* **Directive**
Convert the lines of the material starting at the line that contains "of the directional" and ending at the line that contains "M 91 214 L 71" into a JSON list of strings, one string per line, leaving out blank lines.
-- begin Data for processing --
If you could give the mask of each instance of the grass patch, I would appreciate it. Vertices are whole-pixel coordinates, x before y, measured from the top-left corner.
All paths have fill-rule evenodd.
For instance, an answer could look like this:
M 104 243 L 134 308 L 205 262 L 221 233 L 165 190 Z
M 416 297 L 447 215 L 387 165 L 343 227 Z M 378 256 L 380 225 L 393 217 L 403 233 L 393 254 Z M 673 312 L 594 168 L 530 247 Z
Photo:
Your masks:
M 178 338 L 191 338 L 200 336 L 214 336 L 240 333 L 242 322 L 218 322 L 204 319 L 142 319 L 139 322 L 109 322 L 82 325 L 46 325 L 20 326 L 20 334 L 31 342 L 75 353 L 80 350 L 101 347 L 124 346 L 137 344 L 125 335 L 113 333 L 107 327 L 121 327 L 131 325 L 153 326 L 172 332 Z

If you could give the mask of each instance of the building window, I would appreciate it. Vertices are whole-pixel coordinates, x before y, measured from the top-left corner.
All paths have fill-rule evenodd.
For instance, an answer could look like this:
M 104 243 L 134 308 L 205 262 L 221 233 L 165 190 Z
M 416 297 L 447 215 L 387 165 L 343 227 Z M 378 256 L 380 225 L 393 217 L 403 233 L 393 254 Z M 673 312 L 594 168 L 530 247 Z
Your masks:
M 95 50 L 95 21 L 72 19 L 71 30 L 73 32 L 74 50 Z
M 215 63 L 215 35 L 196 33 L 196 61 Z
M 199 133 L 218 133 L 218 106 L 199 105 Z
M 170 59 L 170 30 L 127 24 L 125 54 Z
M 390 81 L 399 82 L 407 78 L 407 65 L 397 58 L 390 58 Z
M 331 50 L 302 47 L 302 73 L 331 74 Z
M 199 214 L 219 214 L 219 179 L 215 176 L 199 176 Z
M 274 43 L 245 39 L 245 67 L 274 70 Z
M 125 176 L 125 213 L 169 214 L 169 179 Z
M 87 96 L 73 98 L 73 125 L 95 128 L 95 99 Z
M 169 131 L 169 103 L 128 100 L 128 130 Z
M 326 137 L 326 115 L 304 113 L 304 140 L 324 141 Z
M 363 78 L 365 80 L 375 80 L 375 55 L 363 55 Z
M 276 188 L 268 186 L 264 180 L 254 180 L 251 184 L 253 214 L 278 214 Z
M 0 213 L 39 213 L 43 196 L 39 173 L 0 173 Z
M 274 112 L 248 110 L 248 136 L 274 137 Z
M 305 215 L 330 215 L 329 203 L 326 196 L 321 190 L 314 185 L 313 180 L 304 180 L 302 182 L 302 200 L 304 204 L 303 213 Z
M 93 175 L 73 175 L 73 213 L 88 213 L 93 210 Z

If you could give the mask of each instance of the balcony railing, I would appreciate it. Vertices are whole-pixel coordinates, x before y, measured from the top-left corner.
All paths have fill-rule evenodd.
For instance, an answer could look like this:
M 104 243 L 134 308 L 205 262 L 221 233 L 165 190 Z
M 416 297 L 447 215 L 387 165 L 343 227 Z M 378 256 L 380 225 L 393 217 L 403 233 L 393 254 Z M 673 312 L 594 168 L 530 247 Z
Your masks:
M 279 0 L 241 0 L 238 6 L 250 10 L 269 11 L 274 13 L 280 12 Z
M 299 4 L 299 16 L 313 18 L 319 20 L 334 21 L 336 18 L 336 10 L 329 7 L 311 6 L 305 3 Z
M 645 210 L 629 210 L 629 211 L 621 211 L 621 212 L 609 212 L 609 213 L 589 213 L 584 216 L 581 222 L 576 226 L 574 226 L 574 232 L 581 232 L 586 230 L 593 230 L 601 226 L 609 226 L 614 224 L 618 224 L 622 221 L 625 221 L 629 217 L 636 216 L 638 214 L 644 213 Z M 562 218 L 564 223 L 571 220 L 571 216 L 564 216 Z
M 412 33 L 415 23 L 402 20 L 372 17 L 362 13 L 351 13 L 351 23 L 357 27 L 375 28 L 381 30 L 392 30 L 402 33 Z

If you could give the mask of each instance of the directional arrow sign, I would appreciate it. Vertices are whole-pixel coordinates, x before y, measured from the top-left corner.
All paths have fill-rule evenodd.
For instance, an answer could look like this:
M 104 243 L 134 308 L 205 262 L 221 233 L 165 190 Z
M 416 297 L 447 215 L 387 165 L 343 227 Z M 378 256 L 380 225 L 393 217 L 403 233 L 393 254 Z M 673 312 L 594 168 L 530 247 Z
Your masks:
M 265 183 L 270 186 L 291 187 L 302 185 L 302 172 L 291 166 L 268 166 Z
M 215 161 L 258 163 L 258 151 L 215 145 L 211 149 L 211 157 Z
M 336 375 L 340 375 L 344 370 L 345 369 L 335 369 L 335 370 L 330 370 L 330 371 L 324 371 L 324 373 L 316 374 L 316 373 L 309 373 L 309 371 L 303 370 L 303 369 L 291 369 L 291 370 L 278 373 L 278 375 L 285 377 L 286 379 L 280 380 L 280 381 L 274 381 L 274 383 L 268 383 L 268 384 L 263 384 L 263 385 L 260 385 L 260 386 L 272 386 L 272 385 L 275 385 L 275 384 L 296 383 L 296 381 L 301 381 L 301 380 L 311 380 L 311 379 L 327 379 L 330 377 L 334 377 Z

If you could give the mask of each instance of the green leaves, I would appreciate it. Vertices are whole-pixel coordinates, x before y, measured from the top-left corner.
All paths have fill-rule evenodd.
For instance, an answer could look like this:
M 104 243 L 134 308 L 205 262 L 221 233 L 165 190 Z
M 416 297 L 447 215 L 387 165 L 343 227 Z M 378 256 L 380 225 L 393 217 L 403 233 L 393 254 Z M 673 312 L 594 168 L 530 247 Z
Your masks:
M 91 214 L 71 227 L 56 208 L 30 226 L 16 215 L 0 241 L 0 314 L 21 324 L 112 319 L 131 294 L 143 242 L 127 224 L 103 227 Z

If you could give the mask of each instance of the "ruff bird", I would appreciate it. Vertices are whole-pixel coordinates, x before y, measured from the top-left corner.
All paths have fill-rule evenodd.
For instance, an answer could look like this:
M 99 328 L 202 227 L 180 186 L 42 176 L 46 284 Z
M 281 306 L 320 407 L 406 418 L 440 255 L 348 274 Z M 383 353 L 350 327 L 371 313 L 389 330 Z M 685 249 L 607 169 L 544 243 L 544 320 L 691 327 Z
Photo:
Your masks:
-- end Data for processing --
* **Answer in full**
[
  "If you could give the mask of each instance of the directional arrow sign, I would appreciate it. Vertices are whole-pixel coordinates, x before y, measured from the top-left corner.",
  "All paths have fill-rule evenodd.",
  "For instance, an answer could look like this:",
  "M 104 243 L 134 308 L 205 262 L 221 233 L 165 190 Z",
  "M 416 297 L 447 215 L 387 165 L 343 227 Z M 378 256 L 380 225 L 393 217 L 403 233 L 393 254 Z M 673 312 L 594 168 L 530 247 Z",
  "Your masks:",
  "M 265 183 L 270 186 L 291 187 L 302 185 L 302 172 L 291 166 L 268 166 Z",
  "M 215 161 L 258 163 L 258 151 L 215 145 L 211 149 L 211 157 Z",
  "M 336 375 L 340 375 L 344 370 L 345 369 L 335 369 L 335 370 L 330 370 L 330 371 L 324 371 L 324 373 L 316 374 L 316 373 L 309 373 L 309 371 L 303 370 L 303 369 L 291 369 L 291 370 L 278 373 L 278 375 L 285 377 L 286 379 L 280 380 L 280 381 L 274 381 L 274 383 L 268 383 L 268 384 L 263 384 L 263 385 L 260 385 L 260 386 L 272 386 L 272 385 L 275 385 L 275 384 L 296 383 L 296 381 L 301 381 L 301 380 L 311 380 L 311 379 L 327 379 L 330 377 L 334 377 Z",
  "If you could give the mask of each instance of the green leaves, I would appreciate it. Vertices are whole-pixel coordinates, x before y, measured from the top-left corner.",
  "All paths have fill-rule evenodd.",
  "For instance, an answer could look like this:",
  "M 104 243 L 134 308 L 205 262 L 221 233 L 165 190 Z",
  "M 416 297 L 447 215 L 387 165 L 343 227 Z M 378 256 L 380 225 L 393 217 L 403 233 L 393 254 Z M 673 312 L 594 168 L 530 247 Z",
  "Your masks:",
  "M 91 214 L 71 227 L 56 208 L 30 226 L 16 215 L 0 241 L 0 314 L 21 324 L 112 319 L 131 294 L 143 242 L 127 224 L 103 227 Z"
]